* [The request]:
Rewrite the stretch of entries from the line containing "Phrase: white baseboard" through the line containing "Phrase: lips", switching "metal chair leg" to "steel chair leg" and changing nothing else. Leave the pictures out of your answer.
== Supplied records
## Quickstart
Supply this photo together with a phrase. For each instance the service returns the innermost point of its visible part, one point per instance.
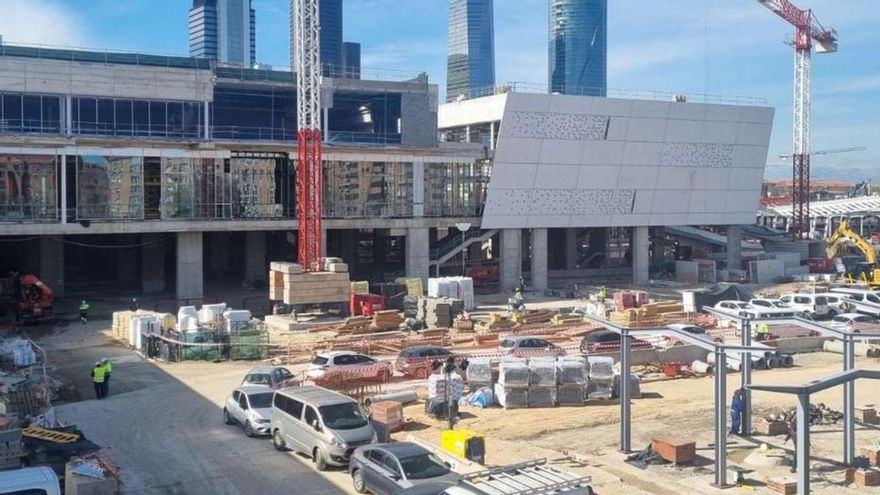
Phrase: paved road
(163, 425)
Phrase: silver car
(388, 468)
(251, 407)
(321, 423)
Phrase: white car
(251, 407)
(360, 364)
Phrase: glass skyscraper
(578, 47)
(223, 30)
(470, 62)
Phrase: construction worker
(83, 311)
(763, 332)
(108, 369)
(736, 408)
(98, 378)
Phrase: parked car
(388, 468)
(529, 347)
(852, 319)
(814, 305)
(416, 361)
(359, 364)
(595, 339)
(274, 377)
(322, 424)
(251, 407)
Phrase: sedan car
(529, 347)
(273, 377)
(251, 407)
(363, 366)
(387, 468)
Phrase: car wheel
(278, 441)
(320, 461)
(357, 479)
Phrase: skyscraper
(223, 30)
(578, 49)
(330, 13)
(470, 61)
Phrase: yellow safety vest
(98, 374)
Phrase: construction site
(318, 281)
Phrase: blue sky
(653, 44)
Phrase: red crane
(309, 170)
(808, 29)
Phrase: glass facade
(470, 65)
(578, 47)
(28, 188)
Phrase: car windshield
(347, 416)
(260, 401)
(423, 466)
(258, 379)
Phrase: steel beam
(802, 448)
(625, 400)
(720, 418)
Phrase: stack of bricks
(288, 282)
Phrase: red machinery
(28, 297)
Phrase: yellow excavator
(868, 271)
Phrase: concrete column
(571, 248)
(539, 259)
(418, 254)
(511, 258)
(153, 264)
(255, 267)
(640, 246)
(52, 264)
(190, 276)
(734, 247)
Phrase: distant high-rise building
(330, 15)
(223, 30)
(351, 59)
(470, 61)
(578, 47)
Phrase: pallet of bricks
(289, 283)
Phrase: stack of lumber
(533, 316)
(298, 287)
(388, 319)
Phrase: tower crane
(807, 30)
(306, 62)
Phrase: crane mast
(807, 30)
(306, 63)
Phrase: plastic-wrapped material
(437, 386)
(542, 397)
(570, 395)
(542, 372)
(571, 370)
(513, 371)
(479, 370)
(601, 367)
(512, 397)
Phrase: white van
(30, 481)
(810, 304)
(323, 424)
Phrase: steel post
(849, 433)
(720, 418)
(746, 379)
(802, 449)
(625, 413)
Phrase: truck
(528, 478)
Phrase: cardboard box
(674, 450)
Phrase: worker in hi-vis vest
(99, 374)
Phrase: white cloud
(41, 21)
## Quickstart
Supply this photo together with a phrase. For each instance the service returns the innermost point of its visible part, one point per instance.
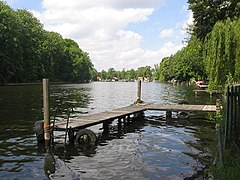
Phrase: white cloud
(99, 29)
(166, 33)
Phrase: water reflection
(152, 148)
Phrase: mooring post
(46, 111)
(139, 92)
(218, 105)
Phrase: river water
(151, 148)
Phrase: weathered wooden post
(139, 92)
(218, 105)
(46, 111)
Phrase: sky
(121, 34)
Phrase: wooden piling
====
== Supplied records
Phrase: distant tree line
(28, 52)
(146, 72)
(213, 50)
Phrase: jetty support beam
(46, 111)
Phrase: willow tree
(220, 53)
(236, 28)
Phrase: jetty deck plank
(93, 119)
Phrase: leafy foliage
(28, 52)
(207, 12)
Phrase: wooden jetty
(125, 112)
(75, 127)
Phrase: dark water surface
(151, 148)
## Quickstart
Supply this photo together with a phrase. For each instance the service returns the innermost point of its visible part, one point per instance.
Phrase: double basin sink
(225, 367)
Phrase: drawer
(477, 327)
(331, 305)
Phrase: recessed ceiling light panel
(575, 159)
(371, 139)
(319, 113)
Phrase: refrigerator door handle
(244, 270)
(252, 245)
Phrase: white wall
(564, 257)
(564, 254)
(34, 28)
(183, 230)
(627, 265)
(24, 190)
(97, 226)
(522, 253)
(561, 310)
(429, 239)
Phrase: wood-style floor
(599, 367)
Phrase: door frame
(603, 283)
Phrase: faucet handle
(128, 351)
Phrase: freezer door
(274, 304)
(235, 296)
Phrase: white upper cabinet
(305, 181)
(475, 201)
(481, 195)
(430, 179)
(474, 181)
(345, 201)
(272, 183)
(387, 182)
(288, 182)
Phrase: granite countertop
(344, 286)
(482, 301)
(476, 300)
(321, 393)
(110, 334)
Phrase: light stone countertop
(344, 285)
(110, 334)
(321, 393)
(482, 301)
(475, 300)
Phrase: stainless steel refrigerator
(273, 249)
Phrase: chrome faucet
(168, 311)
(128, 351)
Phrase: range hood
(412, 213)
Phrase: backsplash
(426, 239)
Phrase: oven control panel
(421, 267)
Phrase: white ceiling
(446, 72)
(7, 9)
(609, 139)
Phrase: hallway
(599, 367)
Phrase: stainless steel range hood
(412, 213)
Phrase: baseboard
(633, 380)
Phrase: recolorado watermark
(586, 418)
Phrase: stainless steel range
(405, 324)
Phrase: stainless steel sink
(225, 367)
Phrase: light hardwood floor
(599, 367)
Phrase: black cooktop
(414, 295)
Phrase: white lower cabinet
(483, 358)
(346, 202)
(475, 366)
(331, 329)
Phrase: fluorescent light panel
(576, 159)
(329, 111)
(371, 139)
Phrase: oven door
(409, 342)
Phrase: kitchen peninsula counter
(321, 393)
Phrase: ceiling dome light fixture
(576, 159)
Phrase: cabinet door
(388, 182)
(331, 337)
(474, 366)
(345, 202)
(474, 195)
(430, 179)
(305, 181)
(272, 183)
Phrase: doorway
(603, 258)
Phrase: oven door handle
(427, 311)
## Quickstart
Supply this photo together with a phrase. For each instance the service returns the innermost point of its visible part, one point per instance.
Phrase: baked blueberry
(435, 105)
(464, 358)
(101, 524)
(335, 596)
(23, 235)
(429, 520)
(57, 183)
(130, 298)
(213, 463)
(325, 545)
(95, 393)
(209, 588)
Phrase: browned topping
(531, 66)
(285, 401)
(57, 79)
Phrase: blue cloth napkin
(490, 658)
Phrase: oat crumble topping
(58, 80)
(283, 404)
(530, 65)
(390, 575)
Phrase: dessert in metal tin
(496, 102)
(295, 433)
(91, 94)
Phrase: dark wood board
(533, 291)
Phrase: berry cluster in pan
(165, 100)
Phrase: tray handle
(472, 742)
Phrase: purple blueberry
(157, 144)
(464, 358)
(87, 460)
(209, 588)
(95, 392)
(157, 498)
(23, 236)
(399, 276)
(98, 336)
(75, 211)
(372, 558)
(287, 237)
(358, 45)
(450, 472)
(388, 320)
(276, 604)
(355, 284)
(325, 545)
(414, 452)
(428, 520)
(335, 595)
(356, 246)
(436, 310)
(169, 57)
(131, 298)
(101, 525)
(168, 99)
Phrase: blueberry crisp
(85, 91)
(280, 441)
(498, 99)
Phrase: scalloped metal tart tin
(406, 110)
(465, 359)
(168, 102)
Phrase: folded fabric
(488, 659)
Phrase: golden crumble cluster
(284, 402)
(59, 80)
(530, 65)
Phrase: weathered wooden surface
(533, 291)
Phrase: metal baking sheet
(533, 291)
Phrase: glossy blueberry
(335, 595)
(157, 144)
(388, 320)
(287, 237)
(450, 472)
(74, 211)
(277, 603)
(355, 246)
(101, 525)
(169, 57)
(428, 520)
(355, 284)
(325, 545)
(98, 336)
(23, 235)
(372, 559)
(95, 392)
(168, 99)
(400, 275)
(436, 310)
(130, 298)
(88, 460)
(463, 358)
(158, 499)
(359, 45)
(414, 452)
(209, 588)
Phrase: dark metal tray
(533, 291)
====
== Supplied records
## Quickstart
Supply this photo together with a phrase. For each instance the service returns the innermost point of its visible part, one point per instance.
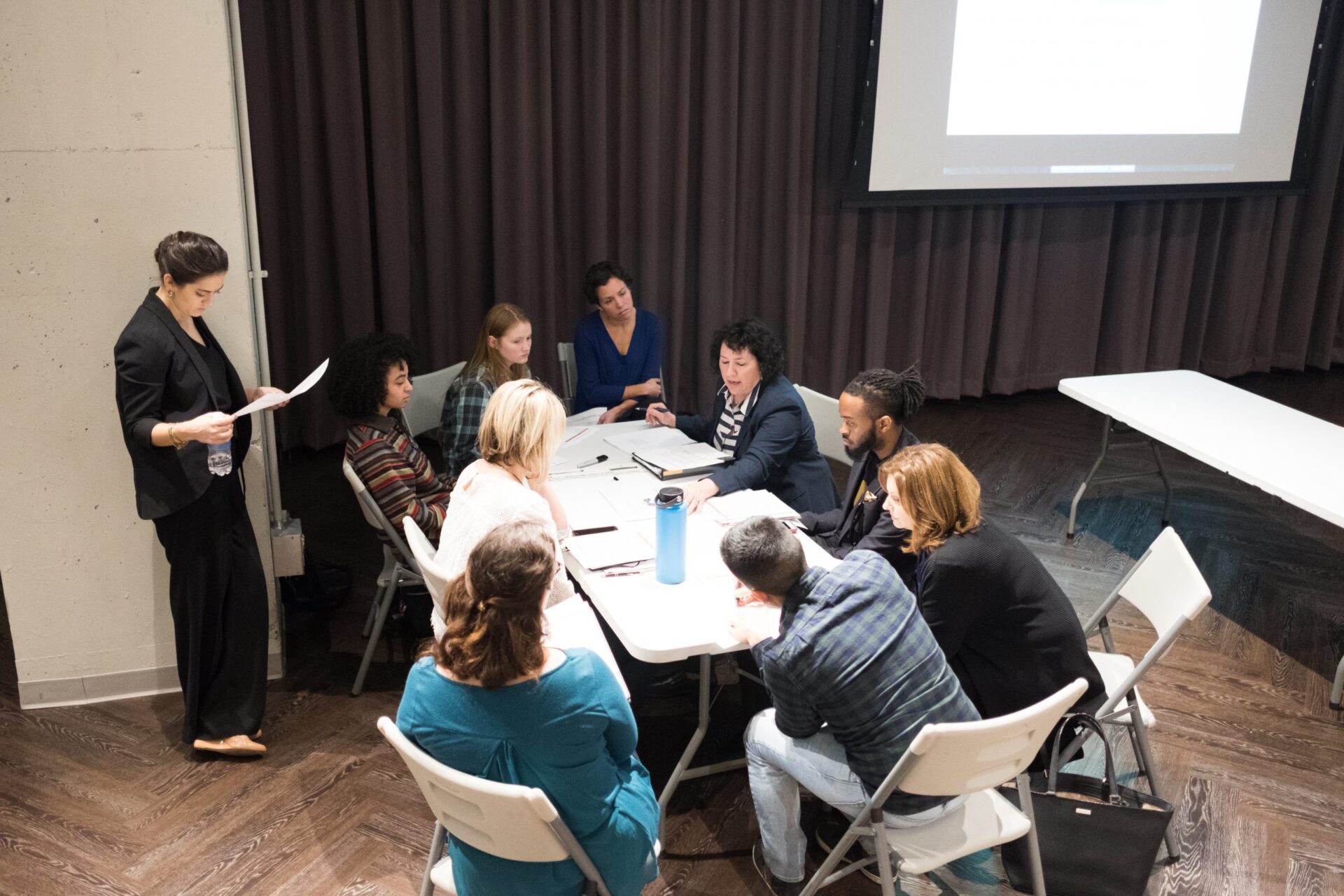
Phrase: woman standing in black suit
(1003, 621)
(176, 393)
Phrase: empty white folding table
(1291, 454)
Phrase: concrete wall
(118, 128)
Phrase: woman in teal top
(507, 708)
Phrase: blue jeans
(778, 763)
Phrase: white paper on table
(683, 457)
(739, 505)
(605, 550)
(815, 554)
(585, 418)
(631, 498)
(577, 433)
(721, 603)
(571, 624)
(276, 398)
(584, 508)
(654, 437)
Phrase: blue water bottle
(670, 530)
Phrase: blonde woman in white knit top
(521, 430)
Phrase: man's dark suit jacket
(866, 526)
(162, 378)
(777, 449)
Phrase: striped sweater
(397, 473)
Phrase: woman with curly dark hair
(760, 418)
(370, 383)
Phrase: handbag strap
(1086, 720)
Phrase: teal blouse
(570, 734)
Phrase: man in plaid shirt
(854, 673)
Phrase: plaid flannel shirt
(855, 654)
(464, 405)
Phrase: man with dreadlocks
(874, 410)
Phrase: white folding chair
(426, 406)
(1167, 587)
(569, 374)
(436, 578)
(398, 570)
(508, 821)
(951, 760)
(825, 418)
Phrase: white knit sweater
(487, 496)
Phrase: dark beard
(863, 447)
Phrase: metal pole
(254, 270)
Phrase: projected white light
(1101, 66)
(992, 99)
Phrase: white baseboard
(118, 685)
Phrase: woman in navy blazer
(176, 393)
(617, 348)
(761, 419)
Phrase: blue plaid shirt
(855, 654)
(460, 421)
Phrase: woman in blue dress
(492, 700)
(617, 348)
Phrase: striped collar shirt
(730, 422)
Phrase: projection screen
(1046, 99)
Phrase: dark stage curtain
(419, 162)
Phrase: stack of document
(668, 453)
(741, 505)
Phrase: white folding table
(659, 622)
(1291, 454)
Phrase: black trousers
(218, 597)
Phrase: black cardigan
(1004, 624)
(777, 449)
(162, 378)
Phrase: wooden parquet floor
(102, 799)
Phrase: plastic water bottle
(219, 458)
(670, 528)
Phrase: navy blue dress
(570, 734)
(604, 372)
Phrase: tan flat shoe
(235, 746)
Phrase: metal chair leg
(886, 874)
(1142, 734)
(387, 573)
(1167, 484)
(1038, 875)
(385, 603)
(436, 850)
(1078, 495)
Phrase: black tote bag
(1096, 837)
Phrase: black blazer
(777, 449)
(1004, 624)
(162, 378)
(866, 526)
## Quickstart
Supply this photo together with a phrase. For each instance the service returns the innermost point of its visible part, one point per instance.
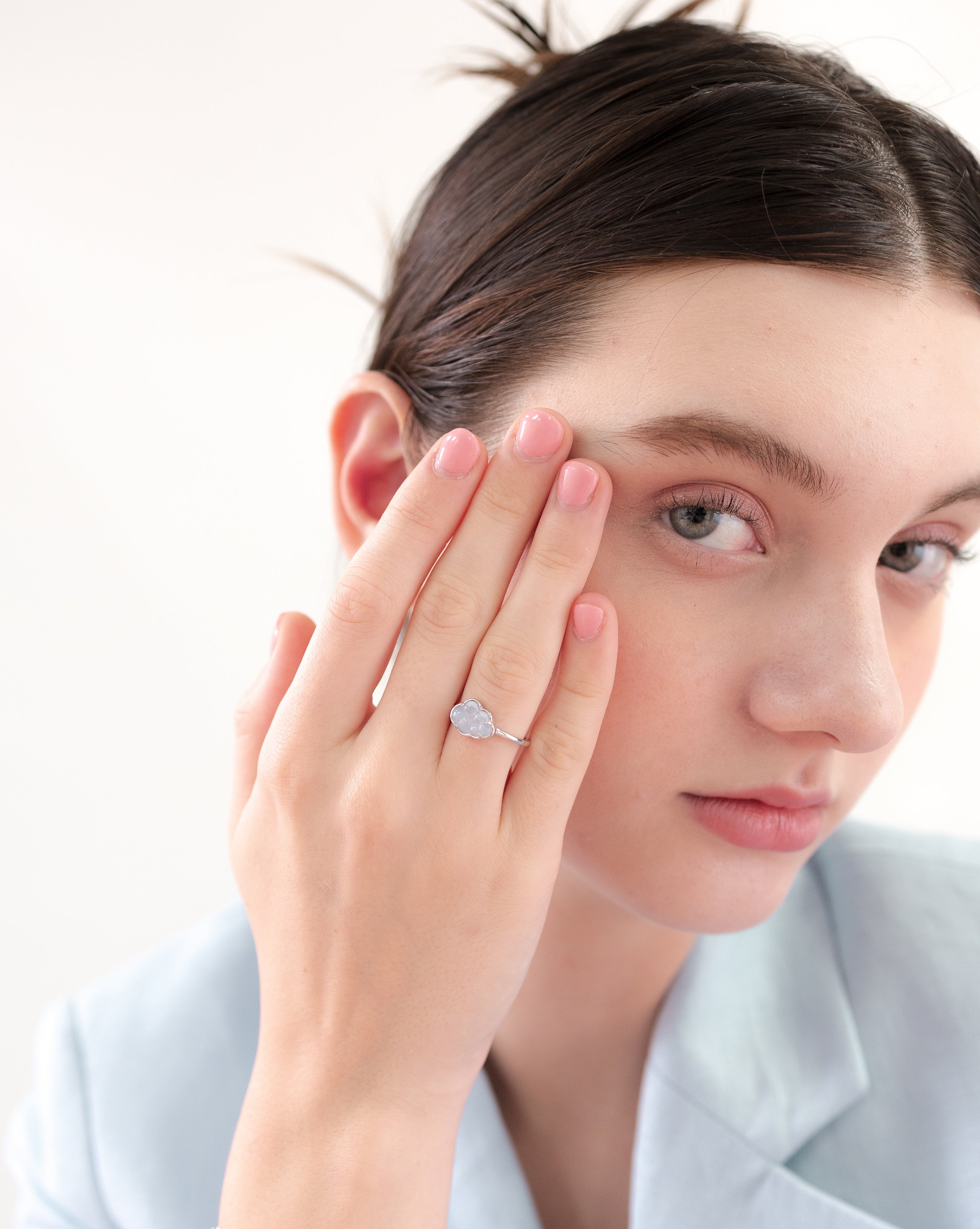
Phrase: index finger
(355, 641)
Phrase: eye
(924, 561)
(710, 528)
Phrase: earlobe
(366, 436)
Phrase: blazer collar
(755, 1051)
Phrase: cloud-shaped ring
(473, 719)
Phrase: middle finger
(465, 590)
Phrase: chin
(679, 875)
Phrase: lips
====
* [Exercise result]:
Phrase: white baseboard
(118, 685)
Phrase: woman in navy blazer
(176, 393)
(617, 348)
(761, 419)
Phrase: blue plaid shirt
(855, 654)
(460, 421)
Phrase: woman in blue dress
(492, 700)
(617, 348)
Phrase: striped collar shirt
(730, 422)
Phrase: projection screen
(1046, 99)
Phrase: dark stage curtain
(419, 162)
Phrase: stack of document
(668, 453)
(741, 505)
Phrase: white folding table
(659, 622)
(1291, 454)
Phrase: black trousers
(218, 597)
Phrase: black cardigan
(1004, 624)
(777, 449)
(162, 378)
Phrase: wooden parquet floor
(102, 799)
Phrase: plastic water bottle
(219, 458)
(670, 528)
Phrase: navy blue dress
(570, 734)
(604, 372)
Phrase: tan flat shoe
(235, 746)
Phrase: steel chair leg
(886, 874)
(1142, 734)
(387, 573)
(1167, 484)
(1038, 875)
(385, 603)
(436, 850)
(1078, 495)
Phrase: black tote bag
(1096, 837)
Phrase: black blazer
(777, 449)
(1004, 624)
(162, 378)
(866, 526)
## Quickstart
Supply this photo together with a phrase. For each instance the service returns the innermost point of its visible part, one point per instance.
Phrase: index finger
(355, 641)
Phrase: eye
(924, 561)
(710, 528)
Phrase: earlobe
(366, 436)
Phrase: blazer collar
(755, 1051)
Phrase: cloud-shaped ring
(473, 719)
Phrase: middle finger
(465, 590)
Phrase: chin
(679, 875)
Phrase: lips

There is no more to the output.